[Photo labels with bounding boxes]
# # # # # # #

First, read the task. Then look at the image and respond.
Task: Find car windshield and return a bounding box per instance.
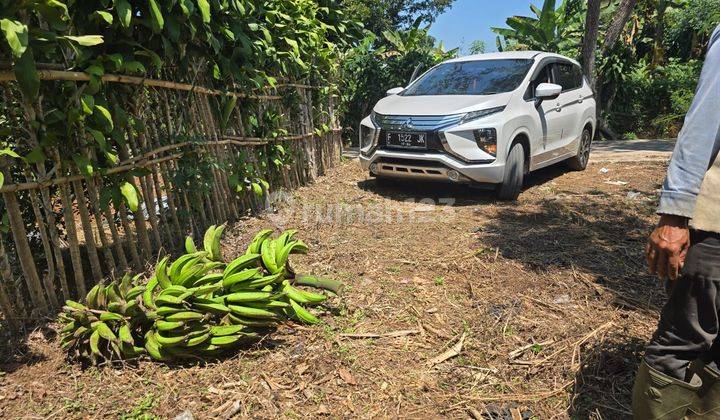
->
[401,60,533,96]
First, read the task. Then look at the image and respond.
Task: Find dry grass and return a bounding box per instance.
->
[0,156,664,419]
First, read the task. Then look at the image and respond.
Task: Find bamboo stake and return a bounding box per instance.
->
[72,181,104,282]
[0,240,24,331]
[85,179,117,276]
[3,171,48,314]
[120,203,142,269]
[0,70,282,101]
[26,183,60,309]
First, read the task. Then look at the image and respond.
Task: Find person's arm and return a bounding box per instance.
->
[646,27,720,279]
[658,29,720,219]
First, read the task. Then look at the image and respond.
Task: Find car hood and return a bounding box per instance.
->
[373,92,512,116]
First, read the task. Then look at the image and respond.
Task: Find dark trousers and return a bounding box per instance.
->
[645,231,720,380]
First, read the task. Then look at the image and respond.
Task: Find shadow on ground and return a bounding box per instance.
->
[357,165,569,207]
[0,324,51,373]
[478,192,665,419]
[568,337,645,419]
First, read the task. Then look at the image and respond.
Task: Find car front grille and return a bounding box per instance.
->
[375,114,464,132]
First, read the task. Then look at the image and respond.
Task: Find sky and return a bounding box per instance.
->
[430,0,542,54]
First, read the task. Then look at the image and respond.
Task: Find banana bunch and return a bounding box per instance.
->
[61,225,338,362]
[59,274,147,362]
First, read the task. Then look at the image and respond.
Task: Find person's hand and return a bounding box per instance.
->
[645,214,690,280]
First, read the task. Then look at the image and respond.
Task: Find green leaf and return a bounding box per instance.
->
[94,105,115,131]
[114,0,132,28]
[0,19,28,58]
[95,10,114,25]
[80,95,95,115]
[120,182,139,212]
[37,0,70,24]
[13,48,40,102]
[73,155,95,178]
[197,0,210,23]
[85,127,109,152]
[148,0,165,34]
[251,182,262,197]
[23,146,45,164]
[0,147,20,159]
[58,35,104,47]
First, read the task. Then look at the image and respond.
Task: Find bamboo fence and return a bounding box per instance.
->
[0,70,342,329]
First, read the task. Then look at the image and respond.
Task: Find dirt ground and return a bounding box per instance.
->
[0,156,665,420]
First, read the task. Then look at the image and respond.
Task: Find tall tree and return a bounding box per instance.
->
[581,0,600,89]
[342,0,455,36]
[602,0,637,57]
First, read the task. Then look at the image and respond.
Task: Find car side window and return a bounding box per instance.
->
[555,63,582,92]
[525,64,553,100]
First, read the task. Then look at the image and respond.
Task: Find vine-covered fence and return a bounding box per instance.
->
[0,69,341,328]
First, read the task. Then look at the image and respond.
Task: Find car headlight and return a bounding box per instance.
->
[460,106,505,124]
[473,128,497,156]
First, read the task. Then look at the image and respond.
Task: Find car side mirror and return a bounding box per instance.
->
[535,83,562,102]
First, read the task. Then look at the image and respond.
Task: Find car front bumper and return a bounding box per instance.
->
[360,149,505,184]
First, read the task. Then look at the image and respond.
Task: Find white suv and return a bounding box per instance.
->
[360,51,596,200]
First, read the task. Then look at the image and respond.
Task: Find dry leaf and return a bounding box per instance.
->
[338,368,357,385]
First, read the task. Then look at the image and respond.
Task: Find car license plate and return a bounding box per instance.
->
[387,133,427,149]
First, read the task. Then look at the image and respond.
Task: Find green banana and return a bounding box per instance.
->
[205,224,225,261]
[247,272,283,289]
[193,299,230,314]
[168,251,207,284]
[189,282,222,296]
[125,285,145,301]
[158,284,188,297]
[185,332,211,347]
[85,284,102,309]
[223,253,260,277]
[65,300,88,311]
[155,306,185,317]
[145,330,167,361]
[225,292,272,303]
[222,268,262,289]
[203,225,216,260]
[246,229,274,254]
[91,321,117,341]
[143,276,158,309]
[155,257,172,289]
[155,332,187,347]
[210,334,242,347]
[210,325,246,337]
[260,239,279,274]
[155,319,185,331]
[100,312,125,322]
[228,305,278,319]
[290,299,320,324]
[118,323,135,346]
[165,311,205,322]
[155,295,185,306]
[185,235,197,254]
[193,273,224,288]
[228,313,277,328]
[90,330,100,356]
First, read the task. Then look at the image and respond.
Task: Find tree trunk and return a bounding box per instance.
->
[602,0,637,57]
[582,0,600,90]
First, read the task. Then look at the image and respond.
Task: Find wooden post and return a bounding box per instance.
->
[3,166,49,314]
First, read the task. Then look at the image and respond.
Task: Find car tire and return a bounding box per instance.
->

# # # # # # #

> WHAT YOU ARE ASKED TO DO
Can you copy the listing word for word, beginning with its first line and ending after the line that contains "[0,156,664,419]", while leaving out the picture?

> RESULT FOR THIS EXERCISE
First, read the task. Then look at the image and respond.
Task: Find car windshield and return a bounding box per instance.
->
[401,60,533,96]
First, read the task. Then look at the image and respond.
Task: Find dry grass and return a bounding box per instance.
->
[0,156,664,419]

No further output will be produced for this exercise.